### Task prompt
Give the entries back exactly, dropping each image.

### Data excerpts
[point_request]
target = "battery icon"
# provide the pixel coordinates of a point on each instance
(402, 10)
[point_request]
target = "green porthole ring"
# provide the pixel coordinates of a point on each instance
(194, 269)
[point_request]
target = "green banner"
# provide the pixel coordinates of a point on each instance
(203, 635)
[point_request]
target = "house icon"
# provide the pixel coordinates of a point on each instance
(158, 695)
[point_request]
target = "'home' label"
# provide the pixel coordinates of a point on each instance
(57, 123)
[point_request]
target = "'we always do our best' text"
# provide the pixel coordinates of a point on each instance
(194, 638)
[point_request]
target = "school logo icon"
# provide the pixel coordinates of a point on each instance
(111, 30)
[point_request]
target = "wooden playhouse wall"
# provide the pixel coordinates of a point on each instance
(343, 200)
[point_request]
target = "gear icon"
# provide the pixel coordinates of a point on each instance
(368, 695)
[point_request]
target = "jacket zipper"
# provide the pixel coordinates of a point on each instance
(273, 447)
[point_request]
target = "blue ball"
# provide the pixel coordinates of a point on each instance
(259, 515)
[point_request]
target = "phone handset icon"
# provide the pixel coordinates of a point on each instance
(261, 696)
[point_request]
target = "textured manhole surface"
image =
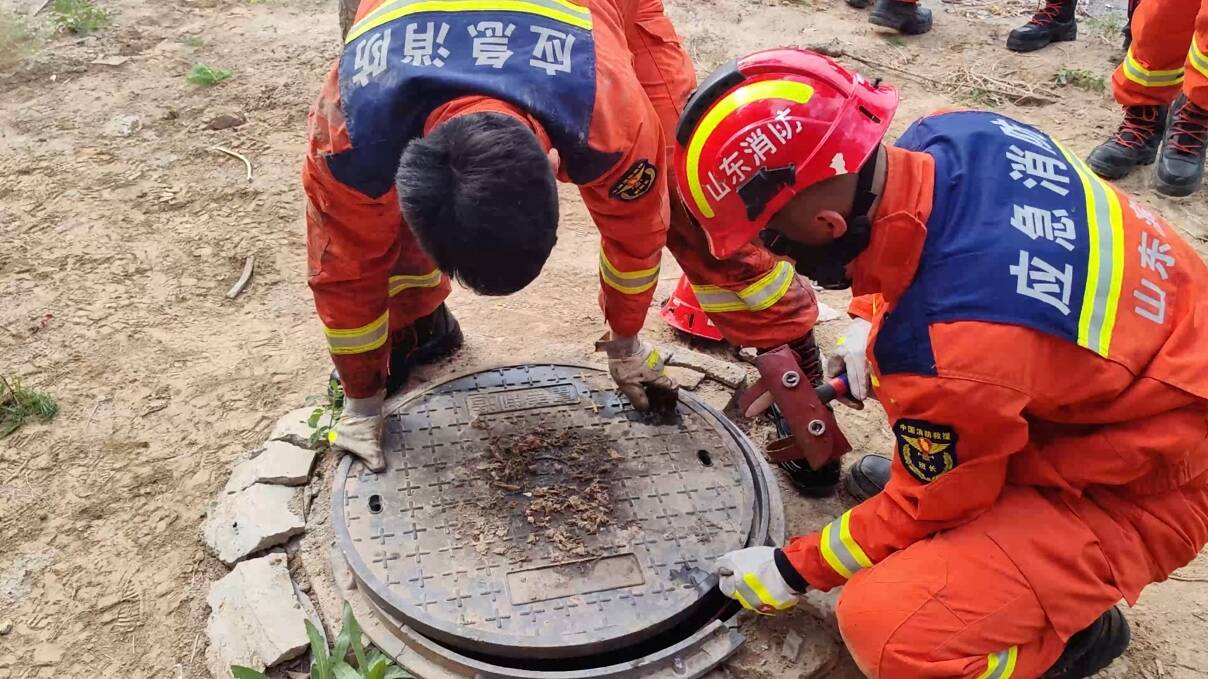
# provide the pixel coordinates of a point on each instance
(532, 511)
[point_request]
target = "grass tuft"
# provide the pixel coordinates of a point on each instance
(19, 404)
(207, 76)
(79, 16)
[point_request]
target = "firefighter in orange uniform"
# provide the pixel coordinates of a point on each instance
(1038, 343)
(434, 150)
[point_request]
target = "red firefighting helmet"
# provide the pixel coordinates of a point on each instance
(762, 128)
(683, 312)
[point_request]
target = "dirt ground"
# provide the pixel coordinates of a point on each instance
(123, 228)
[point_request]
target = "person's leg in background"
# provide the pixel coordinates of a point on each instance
(1145, 83)
(422, 329)
(1180, 168)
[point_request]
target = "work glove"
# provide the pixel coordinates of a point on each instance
(359, 430)
(851, 357)
(759, 579)
(638, 370)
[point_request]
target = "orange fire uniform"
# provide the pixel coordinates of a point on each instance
(1038, 343)
(1159, 62)
(602, 81)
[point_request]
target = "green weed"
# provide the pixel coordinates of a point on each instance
(1081, 79)
(17, 39)
(19, 404)
(207, 76)
(334, 663)
(79, 16)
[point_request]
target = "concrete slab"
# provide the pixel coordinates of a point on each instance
(279, 463)
(250, 521)
(255, 617)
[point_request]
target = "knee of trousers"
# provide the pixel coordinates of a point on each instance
(887, 627)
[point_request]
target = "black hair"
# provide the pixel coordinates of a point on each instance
(480, 195)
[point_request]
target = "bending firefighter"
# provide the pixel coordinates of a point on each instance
(1033, 336)
(434, 151)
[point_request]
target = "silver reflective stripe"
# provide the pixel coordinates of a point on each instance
(359, 340)
(836, 546)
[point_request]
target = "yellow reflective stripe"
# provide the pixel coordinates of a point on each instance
(1105, 265)
(758, 296)
(1000, 665)
(359, 340)
(1197, 58)
(787, 90)
(400, 283)
(627, 282)
(840, 550)
(556, 10)
(753, 581)
(1146, 77)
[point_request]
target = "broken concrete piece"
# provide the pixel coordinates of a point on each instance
(280, 463)
(294, 428)
(731, 375)
(251, 520)
(686, 377)
(255, 617)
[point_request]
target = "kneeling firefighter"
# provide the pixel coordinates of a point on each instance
(1035, 337)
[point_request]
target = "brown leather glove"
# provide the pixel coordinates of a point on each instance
(638, 370)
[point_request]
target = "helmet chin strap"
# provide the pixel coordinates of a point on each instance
(826, 265)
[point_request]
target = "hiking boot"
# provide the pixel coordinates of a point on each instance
(867, 476)
(1093, 649)
(430, 338)
(1052, 23)
(906, 18)
(1133, 144)
(1180, 168)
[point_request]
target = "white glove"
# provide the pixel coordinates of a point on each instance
(359, 430)
(851, 357)
(639, 372)
(753, 578)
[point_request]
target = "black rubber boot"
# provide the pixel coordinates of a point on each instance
(1133, 144)
(433, 337)
(1052, 23)
(1180, 168)
(906, 18)
(1093, 649)
(867, 476)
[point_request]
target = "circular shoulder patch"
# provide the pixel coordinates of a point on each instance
(925, 448)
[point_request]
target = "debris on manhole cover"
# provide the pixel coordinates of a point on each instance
(530, 512)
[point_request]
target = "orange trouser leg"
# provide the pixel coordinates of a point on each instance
(774, 307)
(1196, 83)
(1153, 73)
(958, 604)
(417, 286)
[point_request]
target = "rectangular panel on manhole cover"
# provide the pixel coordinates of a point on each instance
(522, 399)
(574, 578)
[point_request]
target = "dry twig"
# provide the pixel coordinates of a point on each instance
(247, 163)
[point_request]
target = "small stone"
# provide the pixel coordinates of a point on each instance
(226, 121)
(255, 617)
(123, 125)
(685, 377)
(280, 463)
(294, 428)
(731, 375)
(253, 520)
(791, 648)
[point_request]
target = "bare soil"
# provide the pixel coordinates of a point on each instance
(123, 228)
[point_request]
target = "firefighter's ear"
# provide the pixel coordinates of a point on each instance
(830, 222)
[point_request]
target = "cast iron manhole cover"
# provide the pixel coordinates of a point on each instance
(530, 511)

### Task solution
[point_request]
target = "battery icon"
# provide the pixel coordinates of a point on each instance
(402, 10)
[point_request]
target = "green porthole ring"
# provide the pixel coordinates of a point on each instance
(194, 269)
[point_request]
target = "green banner"
# provide the pixel coordinates of a point on each instance
(203, 635)
[point_request]
target = "house icon"
# provide the pixel coordinates of a point on each instance
(158, 695)
[point_request]
target = "'home' label"
# provide the pixel coordinates of a point on each instance
(57, 123)
[point_request]
target = "'we always do our best' text"
# provide the pixel coordinates of a point on each instance
(194, 638)
[point_request]
target = "school logo icon"
# provide the pixel coordinates of a point on each instance
(111, 30)
[point_request]
target = "wooden playhouse wall"
# provide the pixel coordinates of a point on each instance
(343, 200)
[point_request]
target = "gear icon"
# provide the pixel coordinates of a point on each instance
(368, 695)
[point_request]
target = "jacket zipper"
# provide the pixel coordinates of a point on each instance
(273, 447)
[point_request]
target = "blue ball"
# provide the pixel coordinates of a point on each instance
(259, 515)
[point_request]
target = "phone handset icon"
# provide the pixel coordinates of a point on each instance
(261, 696)
[point_request]
target = "textured manhole surface"
image =
# provide the pixel coordinates of a point on each instance
(532, 511)
[point_request]
target = "grass tuft"
# provide the pixel coordinates of a point on each instance
(19, 404)
(207, 76)
(79, 16)
[point_request]
target = "firefighter in orange uniform"
# provide the pixel coordinates of a point on each instance
(1038, 343)
(434, 150)
[point_request]
target = "red firefighting helmet"
# provide the pixel coordinates of a point on each instance
(762, 128)
(683, 312)
[point_request]
target = "dirt ground"
# provide the pixel coordinates of a point on each instance
(123, 228)
[point_request]
target = "person's leg in background"
# provide the pixel coordinates of a point on each instance
(1145, 83)
(422, 329)
(1180, 168)
[point_request]
target = "work glove"
# provide the pixel coordinates of a point on each instance
(359, 430)
(851, 357)
(759, 579)
(638, 370)
[point_request]
target = "orange fire uniform"
# provide the pixel coordinates of a point on each instance
(1038, 343)
(1159, 62)
(602, 81)
[point_request]
target = "green weed"
# provide the pixel coordinates of a point on each instance
(1081, 79)
(17, 39)
(19, 404)
(207, 76)
(334, 663)
(79, 16)
[point_request]
target = "concrete slab"
# provide the pixel coordinates of a point on each instance
(279, 463)
(250, 521)
(255, 617)
[point_request]
target = "knee of trousers"
# provide the pixel coordinates of a point on each instance
(887, 627)
[point_request]
target = "black hair"
# provide the pixel coordinates of a point on each instance
(480, 195)
[point_request]
target = "bending firefighter"
# provide the pixel coordinates of a point on each instance
(1033, 336)
(434, 151)
[point_request]
target = "silver reflective stripe"
# provide the pixel coordinates of a point on each instance
(359, 340)
(836, 546)
[point_request]
target = "yellow reflective stripe"
# provide the pixel coordinates of a point on each instance
(1105, 265)
(758, 296)
(1000, 665)
(359, 340)
(1197, 58)
(787, 90)
(400, 283)
(627, 282)
(840, 550)
(556, 10)
(753, 581)
(1146, 77)
[point_request]
target = "broken concrete piece"
# provide the pixel coordinates of a point on each instance
(280, 463)
(294, 428)
(731, 375)
(251, 520)
(686, 377)
(255, 617)
[point_request]
target = "kneeling firefighter"
# provide the pixel coordinates of a point on each instance
(1035, 337)
[point_request]
target = "brown leather glove"
# provide the pixel coordinates of a point on each instance
(638, 370)
[point_request]
target = "helmet chin strap"
# provide the pixel coordinates of a point on each instance
(826, 265)
[point_request]
target = "hiking boot"
# provide the pixel coordinates of a point on each instance
(867, 476)
(1093, 649)
(430, 338)
(1052, 23)
(906, 18)
(1133, 144)
(1180, 168)
[point_request]
target = "white glove"
# provide the pixel coordinates of a point on each instance
(359, 430)
(851, 357)
(639, 372)
(753, 578)
[point_request]
target = "black rubber boot"
# provide the pixel coordinates of a point on each instance
(1133, 144)
(433, 337)
(1052, 23)
(1180, 168)
(906, 18)
(1093, 649)
(867, 476)
[point_request]
target = "circular shoulder patch"
# provide the pixel coordinates of a point on each instance
(925, 448)
[point_request]
target = "debris on manhole cover"
# provide the pixel coordinates of a point on each instance
(530, 512)
[point_request]
target = "orange trouser leg"
# provide the pixel coordinates of a point on each instance
(774, 307)
(1196, 83)
(1153, 73)
(958, 604)
(417, 286)
[point_request]
target = "rectangular panel on manhole cover"
# provide the pixel coordinates of a point on each instance
(522, 399)
(574, 578)
[point_request]
target = "dry twig"
# provide the pixel coordinates of a point on each instance
(247, 163)
[point_request]
target = "small stone"
# provide the pixel coordinates of a point on each instance
(226, 121)
(255, 617)
(123, 125)
(685, 377)
(280, 463)
(294, 428)
(731, 375)
(253, 520)
(791, 648)
[point_request]
target = "bare soil"
# provide the pixel coordinates of a point on each instance
(123, 228)
[point_request]
target = "firefighter's ear"
# provide the pixel coordinates of a point on each instance
(830, 222)
[point_request]
target = "cast iron manhole cover"
# provide the pixel coordinates of a point on each instance
(530, 511)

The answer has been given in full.